[Document segment]

The Sunday Mail
THE late Tedious Matsito’s son, Tedious Muchapedza Jnr, remains a troubled soul a year after his father’s death.
His wish to further pursue education is fast vanishing with each passing day.
While kids of his age are faced with trivial pickles like which PlayStation, sneakers or jeans to purchase, he has more pressing issues to ponder.
At 18, Muchapedza now literally takes care of a family of five left in his care by his late father, Tedious, following his demise on March 28 last year.
The young lad has since “temporarily” shelved his wish of furthering his studies.
Last year, he intended to enrol at Harare Polytechnic College for a course in sound engineering soon after getting his Ordinary Level results.
This was after he managed to pass six subjects — Mathematics, English, Combined Science, History, Geography and Shona — with four C’s, an A and a B.
Sungura king Alick “Baba Sharo” Macheso has since vowed to meet the young lad’s academic needs up to any level, but Muchapedza Jnr finds himself in a fix.
If he takes Baba Sharo’s offer, it means he will become financially incapacitated and, in turn, fail to fend for the family.
The little revenue he gets from gigs he either holds as Macheso’s supporting act or solo act would dry up.
Apart from putting food on the table for the family, he also needs to pay tuition fees for two of his siblings.
His elder sister, Tanaka, completed Advanced Level in 2017 and is set to commence her degree in accounting at a local university in August.
Also, his Grade Five brother Tanyaradzwa still needs to be supported.
Muchapedza Jnr bared his soul in an interview with The Sunday Mail Society after our crew paid him a visit at his Kuwadzana home.
Ironically, he sat on the same seat his father sat on during our last interview with him.
“Things have been tough for the family. First, we financially struggled with our father’s medical bills and the financial fix still continues even after his demise. His poor health forced me to take over the band, Ngwenya Brothers, in the process abandoning school and my dream in engineering,” revealed Muchapedza Jnr.

[/Document segment]
[Excerpted records]

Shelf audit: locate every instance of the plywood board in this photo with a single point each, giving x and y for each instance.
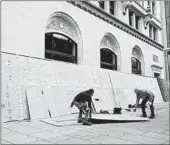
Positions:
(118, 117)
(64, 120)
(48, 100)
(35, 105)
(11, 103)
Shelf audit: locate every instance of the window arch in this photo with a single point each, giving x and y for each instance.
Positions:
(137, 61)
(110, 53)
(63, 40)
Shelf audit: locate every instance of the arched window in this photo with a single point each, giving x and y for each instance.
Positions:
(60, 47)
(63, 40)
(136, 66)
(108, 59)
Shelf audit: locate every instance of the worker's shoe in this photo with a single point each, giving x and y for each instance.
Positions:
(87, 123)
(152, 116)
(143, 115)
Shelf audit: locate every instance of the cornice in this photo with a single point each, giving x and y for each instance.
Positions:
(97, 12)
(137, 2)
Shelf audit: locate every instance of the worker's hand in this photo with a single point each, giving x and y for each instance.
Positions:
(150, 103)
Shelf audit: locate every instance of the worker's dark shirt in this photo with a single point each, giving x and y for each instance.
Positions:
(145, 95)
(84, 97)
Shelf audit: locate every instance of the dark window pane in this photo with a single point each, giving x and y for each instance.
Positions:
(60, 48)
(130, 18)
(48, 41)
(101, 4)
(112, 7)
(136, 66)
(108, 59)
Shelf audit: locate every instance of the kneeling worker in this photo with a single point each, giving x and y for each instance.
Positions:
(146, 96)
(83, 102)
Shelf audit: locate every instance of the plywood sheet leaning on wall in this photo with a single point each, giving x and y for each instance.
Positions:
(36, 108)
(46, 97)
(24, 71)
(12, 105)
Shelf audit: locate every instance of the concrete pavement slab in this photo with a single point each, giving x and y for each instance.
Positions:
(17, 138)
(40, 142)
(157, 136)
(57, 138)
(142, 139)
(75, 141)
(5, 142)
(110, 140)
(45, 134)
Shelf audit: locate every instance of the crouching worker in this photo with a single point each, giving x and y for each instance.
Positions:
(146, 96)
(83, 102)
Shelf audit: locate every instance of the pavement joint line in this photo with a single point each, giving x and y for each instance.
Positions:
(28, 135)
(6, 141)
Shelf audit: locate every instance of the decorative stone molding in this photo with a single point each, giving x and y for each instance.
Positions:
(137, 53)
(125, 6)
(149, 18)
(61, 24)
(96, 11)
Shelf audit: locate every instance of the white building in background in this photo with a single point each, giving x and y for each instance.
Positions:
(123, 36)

[/Excerpted records]

> _What the task requires_:
Pick up the news story about Tedious Muchapedza Jnr, which appears above the listing, and continue it from its last sentence.

> _Task answer_:
“I was hoping the takeover was temporary. I thought he would recover, get back on stage, which would result in me going back to school, but the Almighty had other plans. I have to carry on with music so that the family is taken care of.”
Tedious died aged 48.
The late singer’s predicament started when he sustained injuries in a road accident in 2008 coming from a gig in Mozambique.
The accident claimed some of his band members and cost him a limb after he developed gangrene in 2012.
In 2016, he suffered a mild stroke that affected his facial nerves.
The stroke intensified the following year, putting him in hospital indefinitely.
“I also yearn to be like any other normal kid of my age, enjoying parents’ love and care. Unfortunately, I was robbed of my childhood. I am now a breadwinner and have to live up to the expectations of the family at whatever cost. I wish to see my siblings’ complete school,” he adds.
Baba Sharo periodically steps in to assist the family financially.
He also helps in nurturing the budding musician by giving him free studio time at his Chitungwiza-based Alema Studios.
Muchapedza’s stepmother works in Kwekwe, but her income is not enough to sustain the family.
When Tedious died, he left behind a will in which he bequeathed to the family two houses — one in Warren Park and another in Kuwadzana 5 — a residential stand and grinding mill in Rusape, including a PA system.
Meanwhile, the young lad said plans to release his debut effort were still on track.